Saved entries:

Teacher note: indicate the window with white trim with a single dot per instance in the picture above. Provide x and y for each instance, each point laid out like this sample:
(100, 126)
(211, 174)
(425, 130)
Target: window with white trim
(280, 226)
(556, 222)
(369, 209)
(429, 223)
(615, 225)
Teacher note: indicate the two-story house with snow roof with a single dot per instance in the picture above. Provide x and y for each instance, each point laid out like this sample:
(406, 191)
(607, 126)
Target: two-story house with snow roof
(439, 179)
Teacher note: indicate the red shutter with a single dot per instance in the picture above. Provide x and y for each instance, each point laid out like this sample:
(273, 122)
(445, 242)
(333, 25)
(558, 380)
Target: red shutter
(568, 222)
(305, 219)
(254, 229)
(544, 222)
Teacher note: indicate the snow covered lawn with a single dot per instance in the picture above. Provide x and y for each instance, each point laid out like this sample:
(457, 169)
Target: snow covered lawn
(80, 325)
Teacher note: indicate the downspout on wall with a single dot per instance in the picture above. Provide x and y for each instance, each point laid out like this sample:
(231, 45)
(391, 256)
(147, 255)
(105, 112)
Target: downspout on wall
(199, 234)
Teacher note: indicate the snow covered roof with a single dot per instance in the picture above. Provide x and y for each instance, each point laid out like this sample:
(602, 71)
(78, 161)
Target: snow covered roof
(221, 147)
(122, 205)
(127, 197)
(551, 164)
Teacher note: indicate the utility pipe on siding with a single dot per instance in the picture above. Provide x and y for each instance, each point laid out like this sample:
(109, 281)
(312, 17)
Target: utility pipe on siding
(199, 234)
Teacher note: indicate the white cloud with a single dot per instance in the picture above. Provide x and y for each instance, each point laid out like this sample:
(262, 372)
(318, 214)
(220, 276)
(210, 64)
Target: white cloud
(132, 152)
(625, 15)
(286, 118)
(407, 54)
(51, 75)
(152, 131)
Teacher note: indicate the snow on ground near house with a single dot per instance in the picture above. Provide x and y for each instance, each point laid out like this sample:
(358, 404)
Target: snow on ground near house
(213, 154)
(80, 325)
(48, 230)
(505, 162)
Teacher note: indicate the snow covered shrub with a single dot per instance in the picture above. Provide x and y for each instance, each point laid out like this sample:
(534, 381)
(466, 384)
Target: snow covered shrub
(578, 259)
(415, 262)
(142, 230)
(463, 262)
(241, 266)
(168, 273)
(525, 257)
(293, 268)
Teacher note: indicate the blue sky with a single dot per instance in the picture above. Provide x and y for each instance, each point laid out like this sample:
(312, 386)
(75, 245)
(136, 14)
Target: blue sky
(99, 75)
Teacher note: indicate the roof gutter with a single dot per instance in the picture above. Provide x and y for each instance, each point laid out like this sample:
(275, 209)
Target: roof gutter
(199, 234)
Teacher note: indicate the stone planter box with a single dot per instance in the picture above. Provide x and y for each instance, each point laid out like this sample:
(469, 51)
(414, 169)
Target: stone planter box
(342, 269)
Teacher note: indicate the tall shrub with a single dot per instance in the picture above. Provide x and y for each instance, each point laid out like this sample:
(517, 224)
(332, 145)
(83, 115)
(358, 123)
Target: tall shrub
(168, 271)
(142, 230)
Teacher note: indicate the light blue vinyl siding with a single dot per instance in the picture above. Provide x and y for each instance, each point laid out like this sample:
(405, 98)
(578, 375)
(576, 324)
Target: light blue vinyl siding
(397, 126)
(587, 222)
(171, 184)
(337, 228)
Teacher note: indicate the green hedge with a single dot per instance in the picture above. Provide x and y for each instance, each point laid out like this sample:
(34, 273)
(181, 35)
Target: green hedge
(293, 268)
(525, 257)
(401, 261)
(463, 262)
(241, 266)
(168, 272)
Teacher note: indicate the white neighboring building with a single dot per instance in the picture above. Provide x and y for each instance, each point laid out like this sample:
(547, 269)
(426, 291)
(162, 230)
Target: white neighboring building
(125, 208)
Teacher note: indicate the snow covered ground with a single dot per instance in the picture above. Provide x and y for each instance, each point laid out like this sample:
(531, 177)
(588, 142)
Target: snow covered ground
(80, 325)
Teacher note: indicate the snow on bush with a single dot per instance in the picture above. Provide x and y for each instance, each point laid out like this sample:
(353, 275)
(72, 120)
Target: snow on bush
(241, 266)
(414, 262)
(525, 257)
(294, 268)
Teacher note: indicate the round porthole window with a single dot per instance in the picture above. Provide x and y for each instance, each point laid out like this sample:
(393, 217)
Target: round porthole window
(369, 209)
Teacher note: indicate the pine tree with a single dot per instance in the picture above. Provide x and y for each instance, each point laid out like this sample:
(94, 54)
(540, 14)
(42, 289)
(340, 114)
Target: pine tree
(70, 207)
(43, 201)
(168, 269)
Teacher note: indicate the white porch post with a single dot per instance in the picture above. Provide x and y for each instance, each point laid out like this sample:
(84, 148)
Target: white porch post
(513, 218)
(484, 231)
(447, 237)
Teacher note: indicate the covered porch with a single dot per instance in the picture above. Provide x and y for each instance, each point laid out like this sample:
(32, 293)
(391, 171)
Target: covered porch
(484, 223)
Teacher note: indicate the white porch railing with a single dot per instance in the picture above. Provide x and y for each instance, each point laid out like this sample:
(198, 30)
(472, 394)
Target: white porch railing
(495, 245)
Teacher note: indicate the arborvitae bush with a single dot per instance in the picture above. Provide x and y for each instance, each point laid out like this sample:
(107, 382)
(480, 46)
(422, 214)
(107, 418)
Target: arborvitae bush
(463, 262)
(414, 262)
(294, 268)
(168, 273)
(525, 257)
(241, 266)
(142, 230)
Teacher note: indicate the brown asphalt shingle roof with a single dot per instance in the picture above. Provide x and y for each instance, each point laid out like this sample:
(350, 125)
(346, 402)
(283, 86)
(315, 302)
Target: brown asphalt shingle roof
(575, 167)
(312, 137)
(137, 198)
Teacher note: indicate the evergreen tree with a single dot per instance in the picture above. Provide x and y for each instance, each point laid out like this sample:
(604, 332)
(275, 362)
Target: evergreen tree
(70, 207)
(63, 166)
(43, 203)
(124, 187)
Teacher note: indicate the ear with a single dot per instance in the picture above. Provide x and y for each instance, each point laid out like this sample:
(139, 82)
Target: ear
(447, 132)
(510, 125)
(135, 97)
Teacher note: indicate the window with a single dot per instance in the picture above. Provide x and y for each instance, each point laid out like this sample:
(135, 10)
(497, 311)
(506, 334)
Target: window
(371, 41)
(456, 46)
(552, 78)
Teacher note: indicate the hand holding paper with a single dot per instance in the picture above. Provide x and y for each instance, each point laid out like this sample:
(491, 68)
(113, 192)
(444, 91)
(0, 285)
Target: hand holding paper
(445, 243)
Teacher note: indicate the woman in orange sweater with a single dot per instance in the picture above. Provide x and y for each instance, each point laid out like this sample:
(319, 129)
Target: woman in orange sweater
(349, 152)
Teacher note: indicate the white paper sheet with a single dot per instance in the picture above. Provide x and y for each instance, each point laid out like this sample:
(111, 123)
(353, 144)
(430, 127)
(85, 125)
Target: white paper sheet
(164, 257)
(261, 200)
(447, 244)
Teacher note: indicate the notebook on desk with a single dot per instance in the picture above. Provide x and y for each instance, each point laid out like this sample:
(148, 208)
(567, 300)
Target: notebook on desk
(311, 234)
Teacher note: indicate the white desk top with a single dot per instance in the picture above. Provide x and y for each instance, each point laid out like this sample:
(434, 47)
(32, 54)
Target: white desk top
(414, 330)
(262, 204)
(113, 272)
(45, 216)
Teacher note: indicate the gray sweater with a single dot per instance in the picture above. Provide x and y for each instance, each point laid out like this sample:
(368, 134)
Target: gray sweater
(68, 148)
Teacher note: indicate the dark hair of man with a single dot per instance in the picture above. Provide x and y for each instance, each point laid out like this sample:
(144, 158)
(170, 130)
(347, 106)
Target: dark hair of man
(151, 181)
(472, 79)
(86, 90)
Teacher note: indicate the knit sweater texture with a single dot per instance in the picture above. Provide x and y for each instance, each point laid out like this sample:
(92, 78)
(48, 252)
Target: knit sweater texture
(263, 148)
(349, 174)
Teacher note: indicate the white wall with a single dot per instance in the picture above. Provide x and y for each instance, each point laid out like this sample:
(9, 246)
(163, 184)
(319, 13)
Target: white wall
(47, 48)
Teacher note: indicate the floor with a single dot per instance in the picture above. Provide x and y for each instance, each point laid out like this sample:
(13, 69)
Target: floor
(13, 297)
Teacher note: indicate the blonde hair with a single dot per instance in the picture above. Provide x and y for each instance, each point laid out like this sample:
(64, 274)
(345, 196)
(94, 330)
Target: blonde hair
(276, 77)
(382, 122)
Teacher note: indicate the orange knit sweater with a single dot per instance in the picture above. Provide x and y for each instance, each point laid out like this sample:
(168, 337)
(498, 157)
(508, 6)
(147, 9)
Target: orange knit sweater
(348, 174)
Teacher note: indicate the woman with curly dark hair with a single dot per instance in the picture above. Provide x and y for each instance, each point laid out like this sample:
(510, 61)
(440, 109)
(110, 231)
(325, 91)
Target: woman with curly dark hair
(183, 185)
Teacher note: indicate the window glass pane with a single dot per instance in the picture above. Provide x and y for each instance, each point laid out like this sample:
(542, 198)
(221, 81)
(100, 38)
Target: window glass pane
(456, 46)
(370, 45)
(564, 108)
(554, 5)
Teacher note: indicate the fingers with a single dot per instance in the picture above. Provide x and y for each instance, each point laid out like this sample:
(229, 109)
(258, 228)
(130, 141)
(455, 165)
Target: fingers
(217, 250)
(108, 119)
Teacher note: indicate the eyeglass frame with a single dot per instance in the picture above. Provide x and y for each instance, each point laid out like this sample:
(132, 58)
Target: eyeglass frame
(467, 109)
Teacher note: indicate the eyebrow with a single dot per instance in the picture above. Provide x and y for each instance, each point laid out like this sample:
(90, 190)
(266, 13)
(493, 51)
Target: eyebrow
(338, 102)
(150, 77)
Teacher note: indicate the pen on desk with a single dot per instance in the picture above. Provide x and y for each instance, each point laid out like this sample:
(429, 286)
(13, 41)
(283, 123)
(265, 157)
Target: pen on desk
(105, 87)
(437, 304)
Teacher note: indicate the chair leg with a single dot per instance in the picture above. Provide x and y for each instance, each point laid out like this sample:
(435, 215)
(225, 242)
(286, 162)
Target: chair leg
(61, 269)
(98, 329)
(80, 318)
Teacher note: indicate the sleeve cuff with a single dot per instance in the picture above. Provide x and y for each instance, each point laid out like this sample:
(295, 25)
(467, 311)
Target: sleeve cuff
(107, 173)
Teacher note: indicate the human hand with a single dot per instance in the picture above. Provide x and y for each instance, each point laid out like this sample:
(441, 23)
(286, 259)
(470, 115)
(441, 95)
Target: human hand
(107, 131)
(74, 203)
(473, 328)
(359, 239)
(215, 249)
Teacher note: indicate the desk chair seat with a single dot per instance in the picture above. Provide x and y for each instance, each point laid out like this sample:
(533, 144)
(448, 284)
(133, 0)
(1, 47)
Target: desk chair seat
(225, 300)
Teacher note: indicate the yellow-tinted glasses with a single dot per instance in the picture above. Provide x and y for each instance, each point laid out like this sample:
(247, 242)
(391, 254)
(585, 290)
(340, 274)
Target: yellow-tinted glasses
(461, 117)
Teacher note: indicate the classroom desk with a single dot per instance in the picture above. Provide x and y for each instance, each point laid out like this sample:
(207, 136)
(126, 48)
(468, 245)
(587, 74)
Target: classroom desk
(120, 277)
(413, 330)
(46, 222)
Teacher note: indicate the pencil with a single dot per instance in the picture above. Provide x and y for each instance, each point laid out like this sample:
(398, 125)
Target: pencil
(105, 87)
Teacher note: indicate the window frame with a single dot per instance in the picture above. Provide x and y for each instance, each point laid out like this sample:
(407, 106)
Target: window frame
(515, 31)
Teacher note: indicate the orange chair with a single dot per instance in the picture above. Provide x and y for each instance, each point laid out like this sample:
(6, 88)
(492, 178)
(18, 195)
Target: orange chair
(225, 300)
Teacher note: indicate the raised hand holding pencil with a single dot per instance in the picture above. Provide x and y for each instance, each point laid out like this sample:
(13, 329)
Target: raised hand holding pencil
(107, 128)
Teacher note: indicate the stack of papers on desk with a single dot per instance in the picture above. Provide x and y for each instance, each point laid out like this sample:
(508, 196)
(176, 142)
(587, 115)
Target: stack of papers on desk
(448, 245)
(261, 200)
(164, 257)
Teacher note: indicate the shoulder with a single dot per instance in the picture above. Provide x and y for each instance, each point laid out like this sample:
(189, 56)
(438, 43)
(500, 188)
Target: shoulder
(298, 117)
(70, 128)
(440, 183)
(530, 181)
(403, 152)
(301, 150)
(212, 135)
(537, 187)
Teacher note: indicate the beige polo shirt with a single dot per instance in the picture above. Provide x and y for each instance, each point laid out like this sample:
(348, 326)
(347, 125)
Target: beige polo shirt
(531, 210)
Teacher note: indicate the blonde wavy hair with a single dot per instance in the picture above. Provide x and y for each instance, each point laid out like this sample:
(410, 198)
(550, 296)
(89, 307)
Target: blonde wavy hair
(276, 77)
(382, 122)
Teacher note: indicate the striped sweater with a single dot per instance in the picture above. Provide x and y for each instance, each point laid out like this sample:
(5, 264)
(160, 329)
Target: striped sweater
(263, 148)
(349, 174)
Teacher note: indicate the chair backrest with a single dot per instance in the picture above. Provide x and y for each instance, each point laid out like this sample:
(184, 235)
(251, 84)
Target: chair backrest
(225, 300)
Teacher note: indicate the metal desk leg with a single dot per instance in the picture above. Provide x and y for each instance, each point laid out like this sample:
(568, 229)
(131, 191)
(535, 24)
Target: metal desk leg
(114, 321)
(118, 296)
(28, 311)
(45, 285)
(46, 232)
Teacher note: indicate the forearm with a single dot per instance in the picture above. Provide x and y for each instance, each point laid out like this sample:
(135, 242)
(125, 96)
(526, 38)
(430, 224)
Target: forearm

▶ [REQUIRED WORK]:
Among the lines above, find those with the word "forearm" and list them.

▶ [ANSWER TO THIS PROBLEM]:
Teacher note: indicate the forearm with a single dot per instance in the picture above. Provide x and y for each instance, each point laid out like this sample:
Target: forearm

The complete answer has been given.